## Texte à lire:
# # # # #

James Madison concepteur de la Tyrannie de la Majorité
La
notion d’Amérique est une entité qui a pour épicentre la Nouvelle-Angleterre.
Elle s’est établit sur un mythe fondateur : ces colonies sont la
nouvelle-Jérusalem, le paradis perdu est retrouvé. Au départ, seuls les élus de Dieu doivent voter, mais en Amérique,
seuls des calvinistes débarquent sur place. Ce qui était une condition
religieuse restrictive devient à peu de personnes près un suffrage universel
masculin. Quant en 1660, de nombreux
arrivages débarquent sur le territoire avec des individus qui ne sont pas des
élus, à cela s’ajoute les petits enfants des premiers arrivants. Que faire de
ces populations ? Les pasteurs puritains inventent alors une doctrine
qui correspond à mi-chemin entre deux solutions. L’élection de Dieu n’est pas toujours
héréditaire lorsque deux communautés religieuses ou plus, se sont mélangées. Du
coup, on inscrit parmi les votants tout
le monde en scindant le gouvernement religieux et le gouvernement fédéral.
Ce n’est qu’avec
l’arrivée des démocrates au pouvoir vers 1840
que l’arrivée massive des étrangers sur les côtes américaines va pousser le
gouvernement a débuté la conquête de l’Ouest, ce qui fait passer le destin
exceptionnel de l’Amérique face au monde, à un simple destin purement national.
Ce qui fait le
caractère américain c’est l’adhésion à une forme de destin un peu miraculeux
qui fait que brusquement, un jour, lors d’une cérémonie, les gens deviennent
américains comme une sorte de grâce divine.
On passe d’une
sanctification du peuple puritain classique à celle du peuple des
Lumières : les deux se rencontrent avec des colons influencés par la
pensée des Lumières mais aussi très influencés par leur religion puritaine. Chez Montesquieu,
plus un État est grand et vaste, plus il faut une vaste administration stricte
pour le contrôler, plus on aboutit à un despotisme oriental. Pour les colons,
c’est la doctrine inverse qui va être développée. En dépit de l’immensité du
pays, une République ne peut fonctionner que dans cet immense État. Madison
développe cette thèse, la République
peut être très vaste tant que la communauté locale est le lieu d’un débat
démocratique. C’est dans ces communautés locales que fonctionnent les
entraides qui vous assurent de faire face aux aléas de la vie. Bien entendu,
cela ne fonctionne guère dans les grandes villes, mais davantage dans les
campagnes. Du coup, quand l’État ne peut
plus assurer le soutien des plus pauvres, les communautés locales les prennent
en charge. En France, cela n’existe pas, hors de l’État, point de salut.

# # # # #

## Consigne 1:
Dans le texte à lire, recopiez tout ce qui va de "Elle s’est établit" jusqu'à "le gouvernement fédéral.".
## Consigne 2:
Les affirmations suivantes sont-elles conformes au texte à lire ? Répondez par oui ou par non, en citant à chaque fois les mots du texte qui permettent de trancher.
(a) Chez Montesquieu, plus un État est vaste, plus on aboutit à un despotisme oriental.
(b) L'entraide des communautés locales fonctionne surtout dans les grandes villes.
(c) Selon Madison, une République ne peut pas être très vaste.

# # # # #

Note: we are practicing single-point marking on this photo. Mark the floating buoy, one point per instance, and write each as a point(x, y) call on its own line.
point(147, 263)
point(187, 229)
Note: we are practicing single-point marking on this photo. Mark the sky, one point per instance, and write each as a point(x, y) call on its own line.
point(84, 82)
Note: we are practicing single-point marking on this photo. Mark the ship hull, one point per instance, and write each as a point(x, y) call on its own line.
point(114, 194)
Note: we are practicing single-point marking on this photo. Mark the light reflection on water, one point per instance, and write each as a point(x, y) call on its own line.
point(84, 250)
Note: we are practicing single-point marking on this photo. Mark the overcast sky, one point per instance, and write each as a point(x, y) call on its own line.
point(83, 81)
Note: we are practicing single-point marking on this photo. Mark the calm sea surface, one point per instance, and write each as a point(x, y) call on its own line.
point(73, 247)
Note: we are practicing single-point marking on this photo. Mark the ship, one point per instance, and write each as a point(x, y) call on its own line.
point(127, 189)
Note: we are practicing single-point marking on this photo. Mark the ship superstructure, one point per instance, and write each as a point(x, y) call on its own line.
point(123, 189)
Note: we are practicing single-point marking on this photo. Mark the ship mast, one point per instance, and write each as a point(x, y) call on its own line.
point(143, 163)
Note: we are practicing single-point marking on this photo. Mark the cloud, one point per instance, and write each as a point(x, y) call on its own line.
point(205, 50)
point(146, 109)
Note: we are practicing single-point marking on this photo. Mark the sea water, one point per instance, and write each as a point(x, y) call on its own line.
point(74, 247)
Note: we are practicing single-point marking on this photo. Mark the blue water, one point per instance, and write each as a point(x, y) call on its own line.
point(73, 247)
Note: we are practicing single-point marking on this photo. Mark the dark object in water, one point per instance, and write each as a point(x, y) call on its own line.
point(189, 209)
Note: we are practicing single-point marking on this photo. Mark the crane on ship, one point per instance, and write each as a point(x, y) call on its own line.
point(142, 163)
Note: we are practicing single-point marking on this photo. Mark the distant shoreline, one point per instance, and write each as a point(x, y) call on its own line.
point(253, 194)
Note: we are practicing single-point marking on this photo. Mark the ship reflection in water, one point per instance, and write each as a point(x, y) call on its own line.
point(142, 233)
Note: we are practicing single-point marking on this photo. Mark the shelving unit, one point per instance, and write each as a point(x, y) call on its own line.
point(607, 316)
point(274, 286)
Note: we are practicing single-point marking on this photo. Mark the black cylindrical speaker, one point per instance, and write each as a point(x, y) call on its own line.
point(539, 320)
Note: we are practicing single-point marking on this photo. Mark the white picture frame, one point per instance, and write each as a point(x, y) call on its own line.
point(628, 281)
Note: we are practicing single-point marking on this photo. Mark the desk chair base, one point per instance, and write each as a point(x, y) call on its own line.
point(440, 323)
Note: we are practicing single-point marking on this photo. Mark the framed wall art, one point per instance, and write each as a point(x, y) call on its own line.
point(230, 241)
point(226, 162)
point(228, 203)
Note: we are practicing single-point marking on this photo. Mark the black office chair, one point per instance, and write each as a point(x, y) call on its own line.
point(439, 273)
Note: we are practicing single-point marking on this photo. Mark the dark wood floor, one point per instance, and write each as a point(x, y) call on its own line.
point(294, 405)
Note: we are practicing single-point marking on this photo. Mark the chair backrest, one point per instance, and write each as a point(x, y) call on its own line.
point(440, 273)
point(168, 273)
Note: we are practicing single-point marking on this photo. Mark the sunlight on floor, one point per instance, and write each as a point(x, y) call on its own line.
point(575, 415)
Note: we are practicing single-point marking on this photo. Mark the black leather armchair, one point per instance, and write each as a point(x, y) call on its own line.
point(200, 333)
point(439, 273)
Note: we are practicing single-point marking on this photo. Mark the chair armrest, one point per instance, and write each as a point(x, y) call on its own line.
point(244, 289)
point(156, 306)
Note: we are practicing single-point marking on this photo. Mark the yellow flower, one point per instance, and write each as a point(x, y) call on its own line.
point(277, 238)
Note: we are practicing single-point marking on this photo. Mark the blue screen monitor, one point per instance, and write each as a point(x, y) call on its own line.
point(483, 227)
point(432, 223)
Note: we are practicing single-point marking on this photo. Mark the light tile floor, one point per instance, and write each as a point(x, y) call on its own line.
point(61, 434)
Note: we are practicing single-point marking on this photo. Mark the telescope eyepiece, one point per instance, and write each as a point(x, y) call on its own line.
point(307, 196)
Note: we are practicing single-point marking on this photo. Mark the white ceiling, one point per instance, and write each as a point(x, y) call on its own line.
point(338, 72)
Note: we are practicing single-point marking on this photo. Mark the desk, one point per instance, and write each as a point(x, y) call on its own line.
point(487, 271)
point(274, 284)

# # # # #

## Réponse attendue 1:
Elle s’est établit sur un mythe fondateur : ces colonies sont la
nouvelle-Jérusalem, le paradis perdu est retrouvé. Au départ, seuls les élus de Dieu doivent voter, mais en Amérique,
seuls des calvinistes débarquent sur place. Ce qui était une condition
religieuse restrictive devient à peu de personnes près un suffrage universel
masculin. Quant en 1660, de nombreux
arrivages débarquent sur le territoire avec des individus qui ne sont pas des
élus, à cela s’ajoute les petits enfants des premiers arrivants. Que faire de
ces populations ? Les pasteurs puritains inventent alors une doctrine
qui correspond à mi-chemin entre deux solutions. L’élection de Dieu n’est pas toujours
héréditaire lorsque deux communautés religieuses ou plus, se sont mélangées. Du
coup, on inscrit parmi les votants tout
le monde en scindant le gouvernement religieux et le gouvernement fédéral.

## Réponse attendue 2:
(a) Oui. Le texte dit : « plus un État est grand et vaste, plus il faut une vaste administration stricte pour le contrôler, plus on aboutit à un despotisme oriental ».
(b) Non. Le texte dit : « cela ne fonctionne guère dans les grandes villes, mais davantage dans les campagnes ».
(c) Non. Le texte dit : « la République peut être très vaste tant que la communauté locale est le lieu d’un débat démocratique ».